→ PASSAGE GIVEN:
════════

Evolution and humans: big brain size or use (Evolution)

by David Turell @, Wednesday, May 31, 2017, 18:17 (2484 days ago) @ dhw
edited by David Turell, Wednesday, May 31, 2017, 18:37


DAVID: Remember complex use started 10,000 years ago, with very simple use before then. The vast brain was there waiting for uses to appear. Now we see the new effect.

dhw: And still you ignore all the previous arguments, even though you acknowledge them again below! Yes the vast brain was waiting, and the question is what originally caused it to expand. The brain responds to usage. Concepts first, brain response second (dualistic view). The brain expanded through usage. Approx. 200,000 years ago, after approx. a couple of million years of saltatory enlargements through usage, it reached homo sapiens size and stopped growing. Subsequently usage resulted in densifying because otherwise the balloon would have burst.

This is entirely backward. Compare brain size to known activity from archeological findings. Human activities were simplistic until 10,000 years ago, but advanced after each enlargement. Your approach totally ignores the jumps in size demonstrated by the fossils, and with each jump pre-human activity becomes a little more complex. The brain modifies itself by increasing complexity within size, and therefore density appears with the current shrinkage in size. Your dualistic view is not mine.

DAVID: I would agree to all of this in a way, except the consciousness/me/self are the same and so I produce the uses and concepts which modify a brain that is already large and can handle the conceptual processes as they appear.

════════

[Stored data entries]

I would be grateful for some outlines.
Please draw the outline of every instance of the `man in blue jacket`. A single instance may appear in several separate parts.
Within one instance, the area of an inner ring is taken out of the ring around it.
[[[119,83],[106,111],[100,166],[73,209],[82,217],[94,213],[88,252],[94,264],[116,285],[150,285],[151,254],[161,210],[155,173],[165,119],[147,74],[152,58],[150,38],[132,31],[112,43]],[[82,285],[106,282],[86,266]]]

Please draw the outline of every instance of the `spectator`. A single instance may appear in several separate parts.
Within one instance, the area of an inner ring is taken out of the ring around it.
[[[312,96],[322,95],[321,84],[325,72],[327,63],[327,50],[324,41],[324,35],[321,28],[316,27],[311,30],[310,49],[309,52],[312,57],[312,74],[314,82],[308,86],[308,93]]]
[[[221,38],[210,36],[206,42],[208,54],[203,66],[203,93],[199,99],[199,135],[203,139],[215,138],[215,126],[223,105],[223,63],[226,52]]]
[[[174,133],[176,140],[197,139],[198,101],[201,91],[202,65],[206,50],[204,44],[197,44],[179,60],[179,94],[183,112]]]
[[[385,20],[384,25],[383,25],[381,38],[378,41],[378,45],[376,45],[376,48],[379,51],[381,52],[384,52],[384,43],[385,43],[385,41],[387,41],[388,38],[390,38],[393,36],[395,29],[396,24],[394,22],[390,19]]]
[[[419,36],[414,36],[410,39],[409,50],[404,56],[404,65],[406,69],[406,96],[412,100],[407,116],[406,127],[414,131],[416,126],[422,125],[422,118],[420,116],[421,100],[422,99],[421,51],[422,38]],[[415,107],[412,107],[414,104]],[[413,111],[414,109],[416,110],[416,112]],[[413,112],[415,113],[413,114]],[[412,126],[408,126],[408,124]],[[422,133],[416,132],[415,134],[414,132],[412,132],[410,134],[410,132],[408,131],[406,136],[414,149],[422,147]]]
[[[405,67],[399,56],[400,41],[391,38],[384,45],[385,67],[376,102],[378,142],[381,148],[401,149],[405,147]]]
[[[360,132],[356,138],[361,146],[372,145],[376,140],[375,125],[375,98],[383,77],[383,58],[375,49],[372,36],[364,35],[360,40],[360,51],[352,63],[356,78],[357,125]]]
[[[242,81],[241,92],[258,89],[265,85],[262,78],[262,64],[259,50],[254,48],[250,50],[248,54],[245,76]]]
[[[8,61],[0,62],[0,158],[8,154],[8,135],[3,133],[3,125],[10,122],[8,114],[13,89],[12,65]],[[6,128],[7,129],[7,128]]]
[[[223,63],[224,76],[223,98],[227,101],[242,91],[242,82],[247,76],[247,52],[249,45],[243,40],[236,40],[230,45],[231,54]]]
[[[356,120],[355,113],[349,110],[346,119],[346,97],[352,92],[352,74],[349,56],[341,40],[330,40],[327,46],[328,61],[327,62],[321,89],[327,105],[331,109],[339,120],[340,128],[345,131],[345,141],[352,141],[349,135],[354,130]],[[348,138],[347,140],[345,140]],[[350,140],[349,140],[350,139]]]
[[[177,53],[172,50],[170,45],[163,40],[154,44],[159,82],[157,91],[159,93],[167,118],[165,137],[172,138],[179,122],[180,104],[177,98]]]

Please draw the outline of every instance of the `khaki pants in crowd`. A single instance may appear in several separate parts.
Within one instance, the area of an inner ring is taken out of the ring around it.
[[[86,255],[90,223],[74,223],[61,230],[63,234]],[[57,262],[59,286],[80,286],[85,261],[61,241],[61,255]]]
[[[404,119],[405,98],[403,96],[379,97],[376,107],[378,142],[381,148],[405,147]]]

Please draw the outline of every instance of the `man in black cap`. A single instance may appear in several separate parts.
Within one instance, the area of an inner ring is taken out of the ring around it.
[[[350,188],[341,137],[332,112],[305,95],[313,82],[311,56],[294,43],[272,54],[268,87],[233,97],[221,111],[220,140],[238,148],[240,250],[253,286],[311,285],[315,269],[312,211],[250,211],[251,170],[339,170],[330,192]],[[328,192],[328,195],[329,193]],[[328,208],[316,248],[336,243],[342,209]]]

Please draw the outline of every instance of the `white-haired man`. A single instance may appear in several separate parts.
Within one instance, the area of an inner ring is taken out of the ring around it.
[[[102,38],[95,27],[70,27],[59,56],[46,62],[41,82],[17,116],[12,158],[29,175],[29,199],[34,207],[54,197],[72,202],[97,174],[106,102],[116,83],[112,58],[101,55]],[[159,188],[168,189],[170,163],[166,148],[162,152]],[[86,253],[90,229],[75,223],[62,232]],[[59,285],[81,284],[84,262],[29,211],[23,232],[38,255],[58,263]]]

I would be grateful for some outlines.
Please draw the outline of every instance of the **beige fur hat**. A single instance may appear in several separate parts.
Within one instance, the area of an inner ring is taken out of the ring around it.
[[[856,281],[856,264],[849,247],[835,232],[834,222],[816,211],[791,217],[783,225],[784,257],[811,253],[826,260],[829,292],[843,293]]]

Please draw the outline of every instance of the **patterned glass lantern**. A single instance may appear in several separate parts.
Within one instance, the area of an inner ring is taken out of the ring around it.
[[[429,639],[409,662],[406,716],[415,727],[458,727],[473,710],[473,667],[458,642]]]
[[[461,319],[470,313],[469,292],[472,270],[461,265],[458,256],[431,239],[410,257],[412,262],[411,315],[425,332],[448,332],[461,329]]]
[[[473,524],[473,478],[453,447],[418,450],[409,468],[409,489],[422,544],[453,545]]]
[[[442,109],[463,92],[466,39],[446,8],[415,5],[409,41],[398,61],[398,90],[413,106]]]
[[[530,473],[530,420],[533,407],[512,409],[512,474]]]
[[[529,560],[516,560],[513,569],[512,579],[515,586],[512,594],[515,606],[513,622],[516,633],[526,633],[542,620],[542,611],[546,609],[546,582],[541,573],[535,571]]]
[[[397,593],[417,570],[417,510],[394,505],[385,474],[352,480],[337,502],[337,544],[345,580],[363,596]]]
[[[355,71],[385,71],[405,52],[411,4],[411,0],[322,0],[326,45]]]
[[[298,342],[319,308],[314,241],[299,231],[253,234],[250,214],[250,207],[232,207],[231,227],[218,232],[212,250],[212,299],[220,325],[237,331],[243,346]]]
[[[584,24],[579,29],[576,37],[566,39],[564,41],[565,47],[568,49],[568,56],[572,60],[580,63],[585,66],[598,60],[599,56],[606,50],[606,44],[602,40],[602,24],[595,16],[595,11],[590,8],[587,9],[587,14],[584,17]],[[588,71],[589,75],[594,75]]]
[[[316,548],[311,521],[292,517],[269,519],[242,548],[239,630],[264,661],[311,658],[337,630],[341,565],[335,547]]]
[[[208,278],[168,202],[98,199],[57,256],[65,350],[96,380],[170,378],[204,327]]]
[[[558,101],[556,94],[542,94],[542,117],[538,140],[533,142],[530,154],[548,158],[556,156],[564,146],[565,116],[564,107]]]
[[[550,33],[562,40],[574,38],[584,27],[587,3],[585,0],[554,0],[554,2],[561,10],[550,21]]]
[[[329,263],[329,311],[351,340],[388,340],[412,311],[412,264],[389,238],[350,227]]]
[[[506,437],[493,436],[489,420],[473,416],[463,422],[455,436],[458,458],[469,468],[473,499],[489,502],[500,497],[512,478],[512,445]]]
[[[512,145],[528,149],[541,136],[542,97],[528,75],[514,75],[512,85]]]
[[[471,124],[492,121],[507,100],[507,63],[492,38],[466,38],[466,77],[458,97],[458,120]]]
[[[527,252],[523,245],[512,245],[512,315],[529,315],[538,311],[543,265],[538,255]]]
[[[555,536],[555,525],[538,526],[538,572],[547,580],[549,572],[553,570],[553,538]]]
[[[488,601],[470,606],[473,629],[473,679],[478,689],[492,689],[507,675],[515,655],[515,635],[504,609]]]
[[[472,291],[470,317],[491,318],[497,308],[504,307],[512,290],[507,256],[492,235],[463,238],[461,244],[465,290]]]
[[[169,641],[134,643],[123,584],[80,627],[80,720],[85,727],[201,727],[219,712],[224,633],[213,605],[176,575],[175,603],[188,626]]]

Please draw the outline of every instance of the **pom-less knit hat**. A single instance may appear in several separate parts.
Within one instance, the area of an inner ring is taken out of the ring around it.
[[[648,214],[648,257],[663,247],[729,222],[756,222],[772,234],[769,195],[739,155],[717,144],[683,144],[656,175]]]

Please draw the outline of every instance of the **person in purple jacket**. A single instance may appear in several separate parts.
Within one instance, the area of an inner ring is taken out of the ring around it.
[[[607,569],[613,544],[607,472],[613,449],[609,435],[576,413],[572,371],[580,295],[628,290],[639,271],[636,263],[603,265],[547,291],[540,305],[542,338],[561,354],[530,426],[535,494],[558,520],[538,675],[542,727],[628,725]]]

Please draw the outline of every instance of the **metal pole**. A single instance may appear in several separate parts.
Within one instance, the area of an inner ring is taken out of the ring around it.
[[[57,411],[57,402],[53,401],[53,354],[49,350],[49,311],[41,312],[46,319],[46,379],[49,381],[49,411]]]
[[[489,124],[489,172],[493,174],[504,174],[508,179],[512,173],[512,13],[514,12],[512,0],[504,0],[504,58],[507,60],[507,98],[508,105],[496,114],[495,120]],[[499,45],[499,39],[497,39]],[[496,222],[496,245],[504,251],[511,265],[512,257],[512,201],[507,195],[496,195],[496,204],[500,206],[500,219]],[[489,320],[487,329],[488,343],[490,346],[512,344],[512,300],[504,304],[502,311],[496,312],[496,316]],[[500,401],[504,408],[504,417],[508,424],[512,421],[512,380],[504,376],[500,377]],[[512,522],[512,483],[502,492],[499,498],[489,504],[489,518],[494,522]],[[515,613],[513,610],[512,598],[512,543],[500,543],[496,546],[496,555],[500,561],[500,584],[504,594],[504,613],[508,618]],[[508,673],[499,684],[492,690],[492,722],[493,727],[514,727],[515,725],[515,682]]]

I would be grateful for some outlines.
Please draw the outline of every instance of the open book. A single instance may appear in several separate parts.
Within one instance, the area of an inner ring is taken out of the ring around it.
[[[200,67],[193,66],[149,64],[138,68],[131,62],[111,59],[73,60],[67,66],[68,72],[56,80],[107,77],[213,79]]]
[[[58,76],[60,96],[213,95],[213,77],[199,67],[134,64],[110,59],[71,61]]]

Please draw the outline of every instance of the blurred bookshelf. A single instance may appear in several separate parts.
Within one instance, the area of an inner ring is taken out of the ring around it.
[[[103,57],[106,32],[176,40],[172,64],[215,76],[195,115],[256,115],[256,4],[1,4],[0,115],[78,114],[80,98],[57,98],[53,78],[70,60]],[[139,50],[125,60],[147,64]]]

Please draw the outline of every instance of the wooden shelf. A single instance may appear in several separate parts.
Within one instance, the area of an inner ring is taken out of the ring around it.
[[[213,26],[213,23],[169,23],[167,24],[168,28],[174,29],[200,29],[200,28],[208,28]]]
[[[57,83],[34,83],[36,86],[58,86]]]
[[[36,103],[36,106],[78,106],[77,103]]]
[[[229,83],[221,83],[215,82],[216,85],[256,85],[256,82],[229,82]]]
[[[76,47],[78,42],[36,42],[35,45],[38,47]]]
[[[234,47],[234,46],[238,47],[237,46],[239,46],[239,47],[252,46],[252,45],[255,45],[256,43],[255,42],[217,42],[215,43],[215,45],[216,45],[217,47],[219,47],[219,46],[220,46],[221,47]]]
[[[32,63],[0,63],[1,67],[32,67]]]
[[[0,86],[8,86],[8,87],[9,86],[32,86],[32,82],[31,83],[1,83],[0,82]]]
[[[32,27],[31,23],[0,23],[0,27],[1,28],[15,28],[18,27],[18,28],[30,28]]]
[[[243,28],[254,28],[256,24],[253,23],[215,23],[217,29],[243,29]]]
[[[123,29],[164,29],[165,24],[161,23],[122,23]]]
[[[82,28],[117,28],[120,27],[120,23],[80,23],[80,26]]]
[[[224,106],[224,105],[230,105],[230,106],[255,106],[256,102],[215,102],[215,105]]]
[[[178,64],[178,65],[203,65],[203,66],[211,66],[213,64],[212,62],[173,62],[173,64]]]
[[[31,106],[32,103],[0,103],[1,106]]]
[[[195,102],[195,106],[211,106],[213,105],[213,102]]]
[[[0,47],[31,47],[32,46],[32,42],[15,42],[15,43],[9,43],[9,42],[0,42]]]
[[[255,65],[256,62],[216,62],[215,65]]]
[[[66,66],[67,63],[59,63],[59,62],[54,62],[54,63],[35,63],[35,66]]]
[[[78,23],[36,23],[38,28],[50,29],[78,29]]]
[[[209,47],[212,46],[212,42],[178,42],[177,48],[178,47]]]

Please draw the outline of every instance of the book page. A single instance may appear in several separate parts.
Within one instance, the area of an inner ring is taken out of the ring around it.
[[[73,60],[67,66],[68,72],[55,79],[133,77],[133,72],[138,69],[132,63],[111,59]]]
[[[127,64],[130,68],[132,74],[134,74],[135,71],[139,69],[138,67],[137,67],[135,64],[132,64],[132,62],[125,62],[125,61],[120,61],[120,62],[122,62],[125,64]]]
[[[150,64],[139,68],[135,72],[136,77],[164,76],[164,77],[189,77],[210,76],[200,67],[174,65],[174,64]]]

════════

→ EXERCISE INSTRUCTIONS:
Copy out the forum post on brain size and use, shown above, in full and word for word.

→ COMPLETED EXERCISE:
Evolution and humans: big brain size or use (Evolution)

by David Turell @, Wednesday, May 31, 2017, 18:17 (2484 days ago) @ dhw
edited by David Turell, Wednesday, May 31, 2017, 18:37


DAVID: Remember complex use started 10,000 years ago, with very simple use before then. The vast brain was there waiting for uses to appear. Now we see the new effect.

dhw: And still you ignore all the previous arguments, even though you acknowledge them again below! Yes the vast brain was waiting, and the question is what originally caused it to expand. The brain responds to usage. Concepts first, brain response second (dualistic view). The brain expanded through usage. Approx. 200,000 years ago, after approx. a couple of million years of saltatory enlargements through usage, it reached homo sapiens size and stopped growing. Subsequently usage resulted in densifying because otherwise the balloon would have burst.

This is entirely backward. Compare brain size to known activity from archeological findings. Human activities were simplistic until 10,000 years ago, but advanced after each enlargement. Your approach totally ignores the jumps in size demonstrated by the fossils, and with each jump pre-human activity becomes a little more complex. The brain modifies itself by increasing complexity within size, and therefore density appears with the current shrinkage in size. Your dualistic view is not mine.

DAVID: I would agree to all of this in a way, except the consciousness/me/self are the same and so I produce the uses and concepts which modify a brain that is already large and can handle the conceptual processes as they appear.